▸ Passage
----------------------------------------

Refusing to grant protection visas to those who have already arrived in Australia, in order to stop the boats (an end which Operation Sovereign Borders has already achieved according to Scott Morrison) is not the only inhumane policy introduced by this government. On 19 December 2013, Scott Morrison issued a directive to immigration department officers under section 499 of the Migration Act directing them to give those arrived by boat and have applied to be reunited with family members to be given lowest priority for family migration visas. This latest directive as a whole new level of cruelty, and defeats the coalition’s pre-election mantra of wanting to stop families getting on boats, and encouraging refugees to take advantage of conventional methods of coming to Australia.
The agony that further frustrates fundamental human rights principles is yet to show its ugly face. Just two days after the disallowance of the TPVs by the Senate, Immigration Minister Scott Morrison introduced the Migration Amendment (Regaining Control over Australia’s Protection Obligations) Bill 2013 in an attempt to amend the Migration Act to remove the “complementary protection” criterion from it.

----------------------------------------

▸ Task statement
Please answer from the passage on Australian immigration policy: on what date did Scott Morrison issue his directive under section 499 of the Migration Act?

----------------------------------------

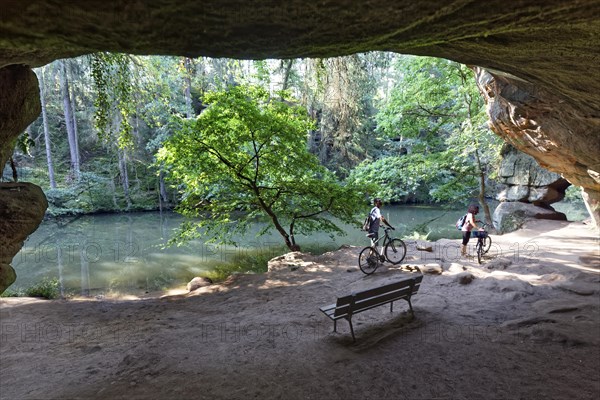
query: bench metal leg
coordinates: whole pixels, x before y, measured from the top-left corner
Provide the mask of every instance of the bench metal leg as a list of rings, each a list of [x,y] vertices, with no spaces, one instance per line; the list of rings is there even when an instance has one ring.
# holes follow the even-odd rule
[[[348,323],[350,324],[350,332],[352,333],[352,340],[356,342],[356,338],[354,337],[354,328],[352,327],[352,318],[348,318]]]

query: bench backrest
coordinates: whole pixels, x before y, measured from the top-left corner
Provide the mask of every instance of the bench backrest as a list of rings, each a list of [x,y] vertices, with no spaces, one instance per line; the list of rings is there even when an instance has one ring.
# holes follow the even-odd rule
[[[336,318],[344,317],[385,303],[410,298],[419,290],[422,280],[423,275],[415,275],[398,282],[339,297],[333,315]]]

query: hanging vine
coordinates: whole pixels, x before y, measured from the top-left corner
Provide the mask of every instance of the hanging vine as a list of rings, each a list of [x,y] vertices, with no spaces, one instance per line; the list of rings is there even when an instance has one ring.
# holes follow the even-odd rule
[[[133,145],[133,84],[130,58],[126,54],[96,53],[90,56],[92,78],[96,89],[94,122],[98,136],[117,139],[120,148]],[[118,124],[114,121],[118,117]]]

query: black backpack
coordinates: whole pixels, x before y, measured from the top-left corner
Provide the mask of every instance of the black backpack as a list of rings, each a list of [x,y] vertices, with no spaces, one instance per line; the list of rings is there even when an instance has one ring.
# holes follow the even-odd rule
[[[456,221],[456,229],[458,229],[460,231],[462,229],[462,226],[465,224],[466,220],[467,220],[467,214],[460,217],[458,219],[458,221]]]
[[[371,218],[371,212],[369,211],[369,214],[367,214],[367,218],[365,218],[365,222],[363,222],[363,226],[362,226],[361,230],[368,232],[369,229],[371,229],[372,223],[373,223],[373,219]]]

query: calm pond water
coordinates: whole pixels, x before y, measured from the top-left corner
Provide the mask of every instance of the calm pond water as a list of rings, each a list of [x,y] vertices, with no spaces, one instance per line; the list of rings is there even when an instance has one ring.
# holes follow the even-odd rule
[[[454,222],[462,212],[462,209],[439,207],[383,207],[384,215],[397,229],[397,236],[411,236],[415,226],[427,223],[430,240],[458,239],[460,232],[454,228]],[[10,290],[30,287],[44,278],[56,278],[63,294],[139,294],[185,285],[191,277],[244,252],[267,251],[275,257],[284,251],[278,235],[255,236],[262,227],[260,224],[256,224],[253,232],[238,238],[238,247],[207,244],[202,240],[165,247],[182,221],[178,214],[158,212],[44,221],[13,259],[17,281]],[[322,250],[342,244],[369,243],[358,226],[344,228],[346,236],[316,233],[296,240],[301,246]]]

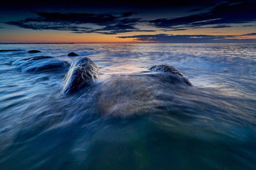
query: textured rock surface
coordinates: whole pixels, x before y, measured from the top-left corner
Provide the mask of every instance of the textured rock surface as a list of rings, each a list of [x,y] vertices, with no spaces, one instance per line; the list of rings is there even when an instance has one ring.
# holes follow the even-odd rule
[[[184,83],[191,86],[192,84],[179,70],[169,64],[158,64],[151,66],[149,70],[152,71],[159,71],[163,73],[170,73],[168,75],[172,83]]]
[[[38,50],[30,50],[28,52],[28,53],[40,53],[40,52],[41,52]]]
[[[94,82],[99,68],[88,57],[81,57],[73,62],[64,79],[63,91],[75,92]]]

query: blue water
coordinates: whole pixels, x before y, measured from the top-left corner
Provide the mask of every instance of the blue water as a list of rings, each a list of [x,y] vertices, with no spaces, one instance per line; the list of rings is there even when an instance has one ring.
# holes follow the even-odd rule
[[[255,169],[255,44],[0,45],[0,169]],[[42,51],[28,53],[30,50]],[[12,63],[90,57],[100,74],[74,94],[68,71]],[[169,64],[193,87],[160,81]]]

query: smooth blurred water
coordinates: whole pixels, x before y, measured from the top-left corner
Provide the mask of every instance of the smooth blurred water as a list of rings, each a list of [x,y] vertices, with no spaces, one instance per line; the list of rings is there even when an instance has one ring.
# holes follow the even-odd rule
[[[255,169],[255,44],[0,45],[0,169]],[[40,53],[28,53],[38,50]],[[45,55],[99,67],[61,92],[67,70],[21,73]],[[167,63],[193,84],[161,81]]]

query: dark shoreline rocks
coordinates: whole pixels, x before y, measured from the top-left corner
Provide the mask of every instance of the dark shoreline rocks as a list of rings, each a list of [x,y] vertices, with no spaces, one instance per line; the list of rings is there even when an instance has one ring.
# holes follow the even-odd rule
[[[167,64],[152,66],[148,69],[151,71],[168,73],[170,81],[174,83],[183,83],[186,85],[192,86],[192,83],[184,76],[182,73],[175,67]]]
[[[68,67],[67,61],[60,60],[50,56],[37,56],[17,60],[13,65],[21,68],[22,72],[40,72]]]
[[[20,52],[24,51],[23,50],[0,50],[0,52]]]
[[[28,53],[40,53],[40,52],[41,52],[38,50],[29,50],[28,52]]]
[[[68,54],[68,56],[70,56],[70,57],[75,57],[75,56],[78,56],[79,55],[74,53],[74,52],[70,52]]]
[[[65,76],[63,91],[73,93],[92,85],[99,75],[99,68],[88,57],[74,61]]]

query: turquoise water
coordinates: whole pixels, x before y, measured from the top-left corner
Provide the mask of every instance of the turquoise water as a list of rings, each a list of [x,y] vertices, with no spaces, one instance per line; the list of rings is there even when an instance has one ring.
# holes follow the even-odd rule
[[[255,44],[0,45],[0,169],[255,169]],[[42,51],[28,53],[30,50]],[[12,63],[87,56],[100,74],[74,94],[68,71]],[[148,67],[169,64],[193,87]]]

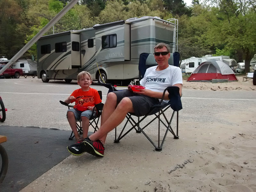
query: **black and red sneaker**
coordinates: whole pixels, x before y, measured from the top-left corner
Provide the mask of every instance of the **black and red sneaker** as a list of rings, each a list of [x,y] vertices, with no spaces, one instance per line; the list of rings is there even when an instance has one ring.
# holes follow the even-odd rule
[[[100,140],[93,141],[87,137],[84,139],[83,143],[85,146],[85,151],[87,153],[97,157],[103,157],[104,156],[105,148]]]
[[[81,138],[79,140],[74,144],[67,147],[68,152],[73,155],[79,156],[85,152],[85,146],[83,143],[84,139]]]

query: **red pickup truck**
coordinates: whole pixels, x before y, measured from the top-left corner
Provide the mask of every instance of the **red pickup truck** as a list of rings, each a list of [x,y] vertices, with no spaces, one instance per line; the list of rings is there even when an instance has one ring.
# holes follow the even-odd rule
[[[5,66],[5,64],[0,64],[0,69]],[[23,73],[22,69],[13,69],[10,66],[6,69],[3,73],[0,74],[0,78],[14,77],[15,78],[20,78],[20,76],[22,75]]]

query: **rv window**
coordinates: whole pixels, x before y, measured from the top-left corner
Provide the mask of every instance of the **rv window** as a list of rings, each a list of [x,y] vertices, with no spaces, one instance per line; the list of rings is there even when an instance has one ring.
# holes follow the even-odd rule
[[[67,51],[67,42],[62,42],[55,44],[55,52]]]
[[[194,62],[190,62],[189,64],[188,67],[195,67],[195,63]]]
[[[80,51],[80,44],[77,41],[72,42],[72,51]]]
[[[91,48],[93,47],[93,39],[88,39],[88,48]]]
[[[116,35],[115,34],[102,36],[101,42],[102,49],[116,47]]]
[[[41,54],[49,54],[51,53],[51,45],[41,45]]]

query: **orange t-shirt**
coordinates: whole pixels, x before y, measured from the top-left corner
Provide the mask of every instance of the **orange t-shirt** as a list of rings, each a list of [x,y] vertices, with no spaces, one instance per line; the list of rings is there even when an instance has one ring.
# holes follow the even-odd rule
[[[101,102],[98,91],[91,87],[87,91],[83,91],[81,88],[75,90],[70,96],[74,96],[77,100],[73,100],[70,102],[76,102],[74,108],[76,108],[77,105],[87,107],[94,106]]]

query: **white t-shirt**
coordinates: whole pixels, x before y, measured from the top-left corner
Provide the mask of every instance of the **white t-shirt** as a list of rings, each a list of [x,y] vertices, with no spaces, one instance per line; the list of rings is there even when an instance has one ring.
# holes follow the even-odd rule
[[[183,84],[181,70],[179,67],[169,65],[165,69],[156,71],[157,67],[147,69],[144,77],[140,82],[141,85],[153,91],[163,92],[167,87]]]

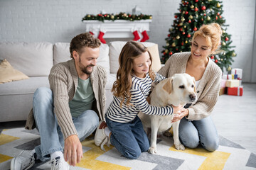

----------------------------------------

▸ Exercise result
19 December 2013